● **EXERCISE SET**:
**1.** Translate this sentence from the forum thread about a Hebrew translation into Spanish: "You need to specify the gender of the person you're addressing and your gender."
**2.** Reproduce word for word the part of the forum thread about a Hebrew translation that runs from "פגשתי אותך היום" to "aval al taane.".

You need to specify the gender of the person you're addressing and your gender.


----------



## beenni

LOL. English is so ambiguous. 
It is a he. 
Thanks for your help again.


----------



## Nunty

And are you a he or a she? We are not nosey; it is necessary for the translation.


----------



## beenni

I am a he, too.
Thanks.

This has somehow the look of becoming a soap opera episode.

PS: so in Hebrew you can never be ambiguous?


----------



## origumi

My proposal, assuming that you want it to sound simple speech, as a young Israeli would talk:

פגשתי אותך היום ורציתי להגיד לך שאני מרגיש כלפיך קצת יותר משלסתם ידיד אבל בסוף דיברנו על כל מיני אנשים ואוכל. אני לא יודע מה קורה איתי עכשיו. כדאי להגיד שאני אוהב אותך איך שאתה? תקרא אבל אל תענה.

pagashti otkha hayom veratziti lehagid lekha sheani margish klapekha ktzat yoter mishelestam yadid aval basof dibarnu al kol miney anashim veokhel. ani lo yodea ma kore iti akhshav. keday lehagid lekha sheani ohev otkha ech sheata? tikra aval al taane.

tz = the sound of "ts" in English "cats"
kh = similar to Spanish "j"

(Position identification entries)
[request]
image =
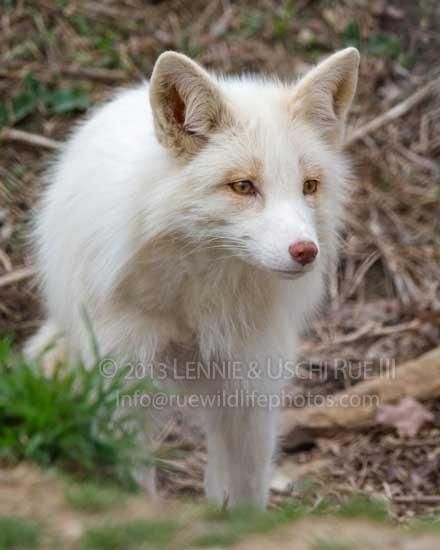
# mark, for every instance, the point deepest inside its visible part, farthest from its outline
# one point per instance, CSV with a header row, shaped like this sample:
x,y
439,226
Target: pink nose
x,y
303,252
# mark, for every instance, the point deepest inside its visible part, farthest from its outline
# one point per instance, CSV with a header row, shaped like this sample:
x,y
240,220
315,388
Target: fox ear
x,y
186,102
325,94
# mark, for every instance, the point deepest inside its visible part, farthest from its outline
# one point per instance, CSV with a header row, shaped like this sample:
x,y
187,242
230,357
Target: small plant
x,y
72,419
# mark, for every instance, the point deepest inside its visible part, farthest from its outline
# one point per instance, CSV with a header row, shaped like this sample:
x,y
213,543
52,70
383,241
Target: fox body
x,y
196,217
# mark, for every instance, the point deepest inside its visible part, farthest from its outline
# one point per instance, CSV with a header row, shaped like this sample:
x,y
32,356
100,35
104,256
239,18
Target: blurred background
x,y
59,57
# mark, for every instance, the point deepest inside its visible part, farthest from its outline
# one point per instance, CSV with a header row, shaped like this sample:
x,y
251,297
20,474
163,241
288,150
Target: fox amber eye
x,y
243,187
310,186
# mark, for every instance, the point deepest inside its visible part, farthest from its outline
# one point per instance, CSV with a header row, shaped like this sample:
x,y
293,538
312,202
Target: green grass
x,y
91,497
380,44
228,526
35,96
332,545
17,534
360,506
131,535
71,419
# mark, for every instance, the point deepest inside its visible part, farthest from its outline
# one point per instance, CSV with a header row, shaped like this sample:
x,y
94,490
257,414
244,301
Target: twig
x,y
417,499
16,276
395,112
10,134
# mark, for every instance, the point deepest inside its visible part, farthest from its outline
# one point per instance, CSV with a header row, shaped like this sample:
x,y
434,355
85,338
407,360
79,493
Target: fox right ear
x,y
186,102
325,94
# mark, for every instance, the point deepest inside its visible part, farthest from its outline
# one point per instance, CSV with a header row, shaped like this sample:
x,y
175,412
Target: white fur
x,y
151,241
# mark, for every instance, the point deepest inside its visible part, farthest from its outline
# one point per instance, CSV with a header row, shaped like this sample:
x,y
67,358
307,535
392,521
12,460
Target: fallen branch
x,y
356,407
16,276
10,134
395,112
417,499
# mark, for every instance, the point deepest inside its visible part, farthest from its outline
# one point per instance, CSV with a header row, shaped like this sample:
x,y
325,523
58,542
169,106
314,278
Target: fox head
x,y
261,171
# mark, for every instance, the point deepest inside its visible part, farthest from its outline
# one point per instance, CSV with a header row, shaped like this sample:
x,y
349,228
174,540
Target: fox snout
x,y
303,252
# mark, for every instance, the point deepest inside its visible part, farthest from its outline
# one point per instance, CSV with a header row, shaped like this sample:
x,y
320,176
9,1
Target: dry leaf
x,y
408,416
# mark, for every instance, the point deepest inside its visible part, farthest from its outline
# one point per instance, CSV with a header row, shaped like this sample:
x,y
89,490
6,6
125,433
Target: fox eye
x,y
243,187
310,186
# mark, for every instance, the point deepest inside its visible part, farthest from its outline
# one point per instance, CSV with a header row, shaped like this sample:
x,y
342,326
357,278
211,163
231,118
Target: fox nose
x,y
303,252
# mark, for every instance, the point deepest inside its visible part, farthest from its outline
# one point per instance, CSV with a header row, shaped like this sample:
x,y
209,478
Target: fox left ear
x,y
187,103
325,94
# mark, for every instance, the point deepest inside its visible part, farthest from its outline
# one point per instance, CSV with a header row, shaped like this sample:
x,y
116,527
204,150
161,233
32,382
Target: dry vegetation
x,y
59,56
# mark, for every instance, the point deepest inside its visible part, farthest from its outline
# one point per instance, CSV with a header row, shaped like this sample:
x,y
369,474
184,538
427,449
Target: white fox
x,y
197,216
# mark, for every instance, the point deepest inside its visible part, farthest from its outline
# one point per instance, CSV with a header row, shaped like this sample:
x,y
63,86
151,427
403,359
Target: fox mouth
x,y
292,274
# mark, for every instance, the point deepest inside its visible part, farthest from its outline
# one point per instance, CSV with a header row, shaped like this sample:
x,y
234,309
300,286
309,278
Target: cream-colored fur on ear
x,y
186,103
325,94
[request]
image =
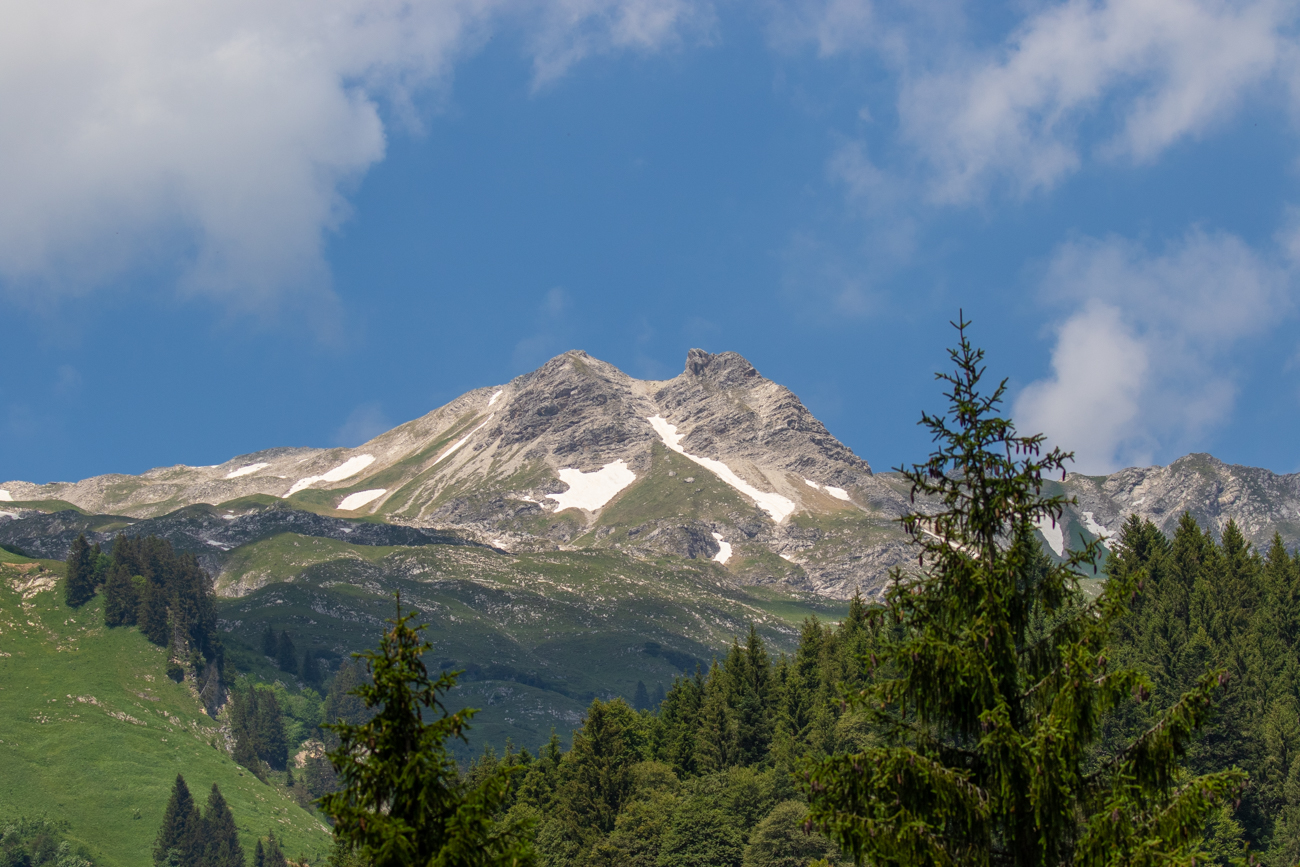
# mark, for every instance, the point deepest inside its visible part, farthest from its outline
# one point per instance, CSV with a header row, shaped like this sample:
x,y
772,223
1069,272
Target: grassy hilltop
x,y
92,732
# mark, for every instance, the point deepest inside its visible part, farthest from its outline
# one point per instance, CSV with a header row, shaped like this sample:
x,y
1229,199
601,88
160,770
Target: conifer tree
x,y
988,728
121,597
221,837
402,800
641,697
79,584
272,741
182,828
286,654
152,614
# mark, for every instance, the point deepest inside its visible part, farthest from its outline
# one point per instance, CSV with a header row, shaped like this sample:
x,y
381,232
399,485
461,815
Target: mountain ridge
x,y
715,463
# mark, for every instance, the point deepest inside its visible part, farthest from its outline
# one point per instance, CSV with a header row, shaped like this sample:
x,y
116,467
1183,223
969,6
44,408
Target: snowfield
x,y
723,549
593,490
349,468
839,493
1052,533
774,504
246,471
360,498
1092,527
460,442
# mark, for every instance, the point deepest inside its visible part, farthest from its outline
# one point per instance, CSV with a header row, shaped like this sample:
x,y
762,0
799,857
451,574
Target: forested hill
x,y
706,777
716,464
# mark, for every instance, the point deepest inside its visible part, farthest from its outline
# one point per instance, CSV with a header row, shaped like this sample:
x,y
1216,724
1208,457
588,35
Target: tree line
x,y
194,837
168,595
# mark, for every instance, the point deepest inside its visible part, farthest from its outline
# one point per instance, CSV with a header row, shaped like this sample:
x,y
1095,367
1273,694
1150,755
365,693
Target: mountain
x,y
714,464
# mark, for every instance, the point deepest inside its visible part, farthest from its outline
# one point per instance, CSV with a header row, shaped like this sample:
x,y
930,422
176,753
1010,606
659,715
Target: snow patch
x,y
1090,523
723,549
349,468
460,442
360,498
774,504
246,471
593,490
1052,533
839,493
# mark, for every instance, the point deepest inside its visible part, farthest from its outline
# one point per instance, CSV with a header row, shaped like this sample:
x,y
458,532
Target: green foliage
x,y
79,584
181,836
172,601
1207,603
259,729
221,839
783,840
39,842
402,801
92,733
995,679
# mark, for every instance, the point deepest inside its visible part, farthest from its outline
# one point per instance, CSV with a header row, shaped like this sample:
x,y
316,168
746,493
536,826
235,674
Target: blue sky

● **RESULTS IN ORDER**:
**1.** Necesitas especificar el género de la persona a la que te diriges y tu propio género.

**2.**
פגשתי אותך היום ורציתי להגיד לך שאני מרגיש כלפיך קצת יותר משלסתם ידיד אבל בסוף דיברנו על כל מיני אנשים ואוכל. אני לא יודע מה קורה איתי עכשיו. כדאי להגיד שאני אוהב אותך איך שאתה? תקרא אבל אל תענה.

pagashti otkha hayom veratziti lehagid lekha sheani margish klapekha ktzat yoter mishelestam yadid aval basof dibarnu al kol miney anashim veokhel. ani lo yodea ma kore iti akhshav. keday lehagid lekha sheani ohev otkha ech sheata? tikra aval al taane.